== Fragment dokumentu ==
****
Sądzimy, że dyskusja o kwestiach bezpieczeństwa państw sąsiedzkich winna odbywać się we wczesnym stadium konferencji jako jej osobna część.
Warszawa, 20 lutego
Mieczysław Tomala, Zjednoczenie Niemiec. Reakcje Polaków. Dokumenty i materiały, oprac. red. Teresa Pawlak-Lis, Warszawa 2000.
Zaprosiłem Państwa nie dlatego – chciałbym to jasno stwierdzić wobec polskiej opinii publicznej – że widzimy, zwłaszcza obecnie, jakieś zagrożenie dla naszej granicy zachodniej. O kształcie tej granicy nie zamierzamy z nikim pertraktować, ona jest ustaloną częścią porządku europejskiego.
Zaprosiłem Państwa dlatego, że uważamy – i to jest punktem wyjścia naszego stanowiska – iż w nową falę historii, jaką stwarza proces zjednoczenia Niemiec, a zwłaszcza w nową fazę historii, jaką stwarza proces zjednoczenia Niemiec, a zwłaszcza w nową fazę historii stosunków polsko-niemieckich, nie wolno wejść z jakimikolwiek dwuznacznościami w sprawie granicy zjednoczonych Niemiec, w sprawie polskiej granicy zachodniej. […]
Nie możemy dopuścić do tego, żeby wytworzyła się jakaś prawna czy polityczna próżnia, żeby ktoś powiedział:
„Traktat zgorzelecki [6 lipca 1950] to traktat zawarty przez państwo, które już nie istnieje; traktat z RFN [7 grudnia 1970], to także traktat zawarty przez państwo, które już nie istnieje, czy się przekształciło. Teraz zacznijmy dyskusję od zera”. Do tej sytuacji, jak również do utrzymania się jakichkolwiek dwuznaczności, dopuścić nie wolno. I dlatego domagamy się, by jeszcze przed zjednoczeniem Niemiec nastąpiło całkowite usunięcie tych dwuznaczności.
****
== Dane do zadania ==
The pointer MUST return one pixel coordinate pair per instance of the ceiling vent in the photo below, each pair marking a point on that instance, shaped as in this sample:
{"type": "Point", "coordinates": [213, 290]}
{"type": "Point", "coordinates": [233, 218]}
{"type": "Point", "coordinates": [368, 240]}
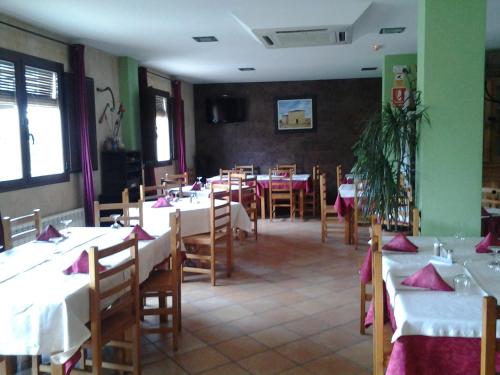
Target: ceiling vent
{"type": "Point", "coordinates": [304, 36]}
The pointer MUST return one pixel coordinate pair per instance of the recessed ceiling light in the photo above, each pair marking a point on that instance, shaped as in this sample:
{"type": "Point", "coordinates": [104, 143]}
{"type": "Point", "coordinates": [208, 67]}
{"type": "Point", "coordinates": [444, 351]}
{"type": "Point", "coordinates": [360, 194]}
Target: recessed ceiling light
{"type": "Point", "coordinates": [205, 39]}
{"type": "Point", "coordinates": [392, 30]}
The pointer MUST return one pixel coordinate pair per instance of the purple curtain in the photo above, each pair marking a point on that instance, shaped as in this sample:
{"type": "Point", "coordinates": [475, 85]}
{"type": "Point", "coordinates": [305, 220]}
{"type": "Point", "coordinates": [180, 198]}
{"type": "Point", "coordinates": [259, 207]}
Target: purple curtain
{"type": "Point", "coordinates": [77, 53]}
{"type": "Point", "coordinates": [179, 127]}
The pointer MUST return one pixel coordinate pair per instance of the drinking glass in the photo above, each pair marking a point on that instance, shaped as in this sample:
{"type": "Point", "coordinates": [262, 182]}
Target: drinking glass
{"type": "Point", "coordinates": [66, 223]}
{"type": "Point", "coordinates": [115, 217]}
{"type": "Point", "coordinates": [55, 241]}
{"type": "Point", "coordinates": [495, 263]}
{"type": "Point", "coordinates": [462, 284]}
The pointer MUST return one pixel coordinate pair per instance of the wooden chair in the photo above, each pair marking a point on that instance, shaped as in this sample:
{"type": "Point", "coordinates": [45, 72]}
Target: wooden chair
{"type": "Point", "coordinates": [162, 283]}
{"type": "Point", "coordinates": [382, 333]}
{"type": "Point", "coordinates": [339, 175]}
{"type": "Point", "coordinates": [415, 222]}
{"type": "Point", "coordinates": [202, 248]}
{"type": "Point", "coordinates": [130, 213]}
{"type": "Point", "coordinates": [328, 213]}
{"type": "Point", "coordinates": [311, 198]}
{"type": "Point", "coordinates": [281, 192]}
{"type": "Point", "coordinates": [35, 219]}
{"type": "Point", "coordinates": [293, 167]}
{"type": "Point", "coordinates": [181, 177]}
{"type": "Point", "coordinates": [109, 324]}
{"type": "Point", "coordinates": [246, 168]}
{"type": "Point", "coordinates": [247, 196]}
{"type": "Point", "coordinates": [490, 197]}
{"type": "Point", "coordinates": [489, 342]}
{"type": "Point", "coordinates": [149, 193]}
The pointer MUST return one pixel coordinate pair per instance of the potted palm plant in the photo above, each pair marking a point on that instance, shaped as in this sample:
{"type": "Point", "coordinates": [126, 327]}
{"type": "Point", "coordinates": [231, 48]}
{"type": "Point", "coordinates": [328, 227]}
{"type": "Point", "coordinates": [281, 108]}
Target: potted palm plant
****
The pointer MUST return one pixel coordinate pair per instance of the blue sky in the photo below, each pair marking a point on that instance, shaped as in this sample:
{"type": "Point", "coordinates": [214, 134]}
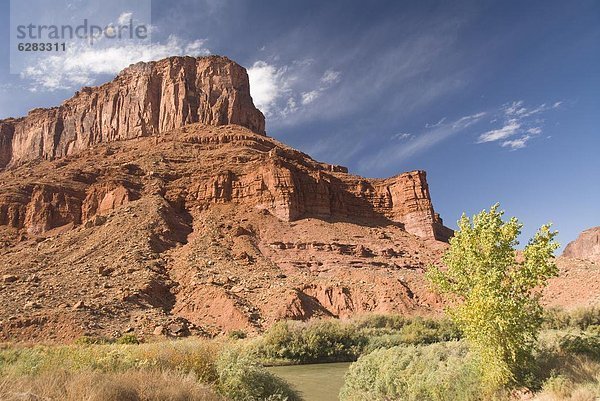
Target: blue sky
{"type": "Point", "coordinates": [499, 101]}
****
== Zadania do wykonania ==
- A) Przepisz dosłownie z fragmentu dokumentu wszystko od słów „Warszawa, 20 lutego” aż do słów „częścią porządku europejskiego.”.
- B) Przedstaw jako listę JSON z napisami, po jednym na każdy wiersz i z pominięciem pustych, wyłącznie wiersze listingu od wiersza zawierającego „of the potted” aż do wiersza zawierającego „Target: potted palm plant”, oba włącznie.
Listing nie ma żadnego związku z fragmentem dokumentu.

== Rozwiązane zadania ==
- A)
Warszawa, 20 lutego
Mieczysław Tomala, Zjednoczenie Niemiec. Reakcje Polaków. Dokumenty i materiały, oprac. red. Teresa Pawlak-Lis, Warszawa 2000.
Zaprosiłem Państwa nie dlatego – chciałbym to jasno stwierdzić wobec polskiej opinii publicznej – że widzimy, zwłaszcza obecnie, jakieś zagrożenie dla naszej granicy zachodniej. O kształcie tej granicy nie zamierzamy z nikim pertraktować, ona jest ustaloną częścią porządku europejskiego.

- B)
[
  "The pointer MUST return one pixel coordinate pair per instance of the potted palm plant in the photo above, each pair marking a point on that instance, shaped as in this sample:",
  "{\"type\": \"Point\", \"coordinates\": [126, 327]}",
  "{\"type\": \"Point\", \"coordinates\": [231, 48]}",
  "{\"type\": \"Point\", \"coordinates\": [328, 227]}",
  "{\"type\": \"Point\", \"coordinates\": [281, 108]}",
  "Target: potted palm plant"
]